## Work to do
Each entry below is to be transcribed exactly.

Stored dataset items
___

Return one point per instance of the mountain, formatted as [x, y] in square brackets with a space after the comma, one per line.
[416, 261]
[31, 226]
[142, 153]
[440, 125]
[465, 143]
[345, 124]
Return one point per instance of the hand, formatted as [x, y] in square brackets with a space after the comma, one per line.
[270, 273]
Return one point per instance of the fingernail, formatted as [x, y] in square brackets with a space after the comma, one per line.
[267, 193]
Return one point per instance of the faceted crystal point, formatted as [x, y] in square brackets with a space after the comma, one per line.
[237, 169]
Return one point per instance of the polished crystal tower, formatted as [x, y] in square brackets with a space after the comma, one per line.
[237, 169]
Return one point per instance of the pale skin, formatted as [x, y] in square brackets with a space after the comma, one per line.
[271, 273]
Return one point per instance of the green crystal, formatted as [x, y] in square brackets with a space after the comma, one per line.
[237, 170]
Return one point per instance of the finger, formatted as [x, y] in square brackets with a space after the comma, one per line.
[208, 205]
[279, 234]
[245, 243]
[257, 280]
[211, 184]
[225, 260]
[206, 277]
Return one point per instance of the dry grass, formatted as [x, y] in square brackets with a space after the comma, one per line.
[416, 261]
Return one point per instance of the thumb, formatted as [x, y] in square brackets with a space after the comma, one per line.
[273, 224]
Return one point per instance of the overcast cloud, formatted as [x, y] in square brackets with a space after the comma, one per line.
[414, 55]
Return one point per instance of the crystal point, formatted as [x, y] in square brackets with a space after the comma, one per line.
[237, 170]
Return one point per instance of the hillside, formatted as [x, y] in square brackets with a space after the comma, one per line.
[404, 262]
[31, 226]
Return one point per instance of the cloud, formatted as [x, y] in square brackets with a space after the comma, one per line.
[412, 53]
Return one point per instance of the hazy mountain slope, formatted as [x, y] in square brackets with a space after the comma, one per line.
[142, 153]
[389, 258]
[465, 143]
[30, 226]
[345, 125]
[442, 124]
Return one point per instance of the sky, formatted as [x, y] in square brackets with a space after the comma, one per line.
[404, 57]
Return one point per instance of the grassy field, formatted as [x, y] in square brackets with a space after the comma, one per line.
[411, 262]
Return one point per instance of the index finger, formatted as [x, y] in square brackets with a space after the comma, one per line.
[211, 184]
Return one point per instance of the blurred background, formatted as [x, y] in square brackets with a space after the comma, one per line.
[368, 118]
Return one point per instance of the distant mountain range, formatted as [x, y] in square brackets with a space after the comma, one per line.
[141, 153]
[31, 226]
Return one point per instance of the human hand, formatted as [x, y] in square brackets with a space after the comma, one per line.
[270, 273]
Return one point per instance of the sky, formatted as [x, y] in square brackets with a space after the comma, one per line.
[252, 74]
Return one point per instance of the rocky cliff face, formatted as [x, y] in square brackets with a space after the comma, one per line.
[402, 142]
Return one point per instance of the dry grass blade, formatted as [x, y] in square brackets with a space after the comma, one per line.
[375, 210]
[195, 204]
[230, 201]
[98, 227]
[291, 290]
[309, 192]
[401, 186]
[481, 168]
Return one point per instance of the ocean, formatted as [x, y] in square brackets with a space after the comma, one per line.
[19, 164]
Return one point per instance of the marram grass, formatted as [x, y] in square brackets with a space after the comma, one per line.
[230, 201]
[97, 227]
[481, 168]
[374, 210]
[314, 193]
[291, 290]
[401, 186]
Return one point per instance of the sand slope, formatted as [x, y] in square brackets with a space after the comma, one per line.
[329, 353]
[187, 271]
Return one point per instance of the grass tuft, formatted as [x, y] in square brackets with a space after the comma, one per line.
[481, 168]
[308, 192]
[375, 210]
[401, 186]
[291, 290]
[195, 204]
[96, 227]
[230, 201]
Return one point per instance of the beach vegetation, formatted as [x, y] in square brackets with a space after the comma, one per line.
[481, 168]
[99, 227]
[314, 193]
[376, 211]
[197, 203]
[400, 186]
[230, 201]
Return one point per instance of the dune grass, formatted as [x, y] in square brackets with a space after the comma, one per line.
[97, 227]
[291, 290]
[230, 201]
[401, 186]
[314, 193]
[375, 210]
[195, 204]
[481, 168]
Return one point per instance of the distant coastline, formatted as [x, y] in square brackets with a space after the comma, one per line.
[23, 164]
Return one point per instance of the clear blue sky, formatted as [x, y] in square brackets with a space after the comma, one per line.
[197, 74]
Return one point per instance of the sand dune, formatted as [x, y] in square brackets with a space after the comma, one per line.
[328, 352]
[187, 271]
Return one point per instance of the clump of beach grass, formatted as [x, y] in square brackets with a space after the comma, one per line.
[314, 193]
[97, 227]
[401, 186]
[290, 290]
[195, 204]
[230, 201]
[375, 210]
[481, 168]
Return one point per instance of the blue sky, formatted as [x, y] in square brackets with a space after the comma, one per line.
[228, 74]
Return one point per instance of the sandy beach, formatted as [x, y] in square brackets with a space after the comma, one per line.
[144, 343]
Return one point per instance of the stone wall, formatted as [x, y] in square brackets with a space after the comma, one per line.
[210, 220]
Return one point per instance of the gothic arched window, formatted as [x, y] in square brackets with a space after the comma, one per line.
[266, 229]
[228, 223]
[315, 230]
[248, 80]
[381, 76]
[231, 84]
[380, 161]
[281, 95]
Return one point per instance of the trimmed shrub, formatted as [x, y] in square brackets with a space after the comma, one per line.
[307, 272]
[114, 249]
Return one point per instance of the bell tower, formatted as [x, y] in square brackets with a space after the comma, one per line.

___

## Exercise solution
Return one point per instance of the mountain, formatted as [x, y] in square brackets with a space after the comma, one per line.
[416, 261]
[31, 226]
[142, 153]
[440, 125]
[465, 143]
[345, 124]
Return one point per instance of the hand, formatted as [x, y] in square brackets with a space after the comma, one per line.
[270, 273]
Return one point per instance of the fingernail, formatted as [x, y] in square brackets with a space after the comma, one per line.
[267, 193]
Return one point per instance of the faceted crystal point, formatted as [x, y] in square brackets with a space after the comma, one per line.
[237, 169]
Return one point per instance of the polished crystal tower, formatted as [x, y] in square brackets with a space after the comma, one per line.
[237, 169]
Return one point per instance of the pale skin, formatted as [x, y] in square brackets with a space after the comma, one per line.
[271, 273]
Return one point per instance of the green crystal, formatted as [x, y] in square brackets with a space after the comma, one per line.
[237, 170]
Return one point per instance of the finger, formatted as [x, y] in square brackets with a space after the comma, one per line.
[208, 205]
[279, 234]
[245, 243]
[257, 280]
[211, 184]
[225, 260]
[206, 277]
Return one point per instance of the dry grass, formatted as [x, y] in square brackets with a space after the comma, one per line.
[416, 261]
Return one point per instance of the thumb, formatted as [x, y] in square brackets with a space after the comma, one per line.
[273, 224]
Return one point per instance of the overcast cloud, formatted as [x, y] in square brackets with a space after the comma, one per line.
[414, 55]
Return one point per instance of the crystal point, formatted as [x, y] in square brackets with a space after the comma, one per line.
[237, 170]
Return one point per instance of the hillside, formatted as [x, y] in square brackets with a space after the comma, one per line.
[404, 262]
[31, 226]
Return one point per instance of the cloud, formatted as [x, y] in square brackets with a space after the comma, one per line.
[412, 53]
Return one point per instance of the hazy mountain slope, formatted as [x, y] in square brackets with a space after the comma, one per line.
[142, 153]
[389, 258]
[465, 143]
[30, 226]
[345, 125]
[442, 124]
Return one point per instance of the sky, formatted as [x, y] in square brackets with a space after the comma, one per line.
[404, 57]
Return one point per instance of the grassy field, formatted as [x, y] in square brackets with a space after the comma, one per line.
[411, 262]
Return one point per instance of the index finger, formatted as [x, y] in square brackets with a space after the comma, one per line.
[211, 184]
Return one point per instance of the blurred background, formatted as [x, y] in square brackets with a space after the comma, one per line.
[368, 118]
Return one point per instance of the distant mountain range, formatted as [x, y] in square brackets with a space after the comma, one per line.
[141, 153]
[31, 226]
Return one point per instance of the human hand, formatted as [x, y] in square brackets with a space after the comma, one per line.
[270, 273]
Return one point per instance of the sky, formatted as [x, y] in square brackets with a space after the comma, one per line.
[252, 74]
Return one point per instance of the rocky cliff face, formatted as [x, y] in square brackets with a space after the comma, one per line.
[402, 142]
Return one point per instance of the dry grass blade, formatted as [x, y] in square brackets with a space after the comma, one per line.
[375, 210]
[195, 204]
[230, 201]
[98, 227]
[291, 290]
[309, 192]
[401, 186]
[481, 168]
Return one point per instance of the ocean, formatted as [x, y] in square brackets with a space after the comma, one per line.
[19, 164]
Return one point per instance of the marram grass, formatted as [x, y] in square brackets with a space after the comma, one per line.
[230, 201]
[97, 227]
[481, 168]
[374, 210]
[314, 193]
[291, 290]
[401, 186]
Return one point per instance of the sand slope, formatted as [x, y] in square brackets with a space after the comma, one per line.
[329, 353]
[187, 271]
Return one point per instance of the grass tuft, formatted as [x, y] in square brackets with a space after the comma, one per line.
[481, 168]
[308, 192]
[375, 210]
[401, 186]
[291, 290]
[195, 204]
[96, 227]
[230, 201]
Return one point per instance of the beach vegetation, formatted as [x, y] in square brackets with a space after the comma, one per line.
[481, 168]
[99, 227]
[314, 193]
[376, 211]
[197, 203]
[400, 186]
[230, 201]
Return one point per instance of the dune grass, formatted as [x, y] in square brackets with a space after the comma, one per line.
[97, 227]
[291, 290]
[230, 201]
[401, 186]
[314, 193]
[375, 210]
[195, 204]
[481, 168]
Return one point per instance of the distant coastline, formatted as [x, y] in square brackets with a space after the comma, one per line.
[23, 164]
Return one point per instance of the clear blue sky, formatted as [x, y] in square brackets with a space after the comma, one per line.
[197, 74]
Return one point per instance of the sand dune, formatted as [x, y] in square brackets with a space after the comma, one per line.
[328, 352]
[187, 271]
Return one point per instance of the clump of beach grass, formatted as [x, y] in square brackets with a space after the comma, one per line.
[314, 193]
[97, 227]
[401, 186]
[290, 290]
[195, 204]
[230, 201]
[375, 210]
[481, 168]
Return one point per instance of the blue sky, formatted as [x, y] in square brackets with a space after the comma, one per line.
[228, 74]
Return one point per instance of the sandy beach, formatted as [x, y] in square brackets with a space after the comma, one per line.
[144, 343]
Return one point per instance of the stone wall, formatted as [x, y] in square brackets with a space after the comma, one per line.
[210, 220]
Return one point per instance of the gothic arched window, formatted as [x, y] in square brackets with a space after the comma, one per line.
[266, 229]
[228, 223]
[315, 230]
[248, 80]
[381, 76]
[231, 84]
[380, 161]
[281, 95]
Return one point per instance of the trimmed shrub, formatted as [x, y] in square brackets with a space after the comma, one per line.
[307, 272]
[114, 249]
Return one point per instance of the bell tower, formatted as [x, y] in square brackets with a space after the comma, one per line.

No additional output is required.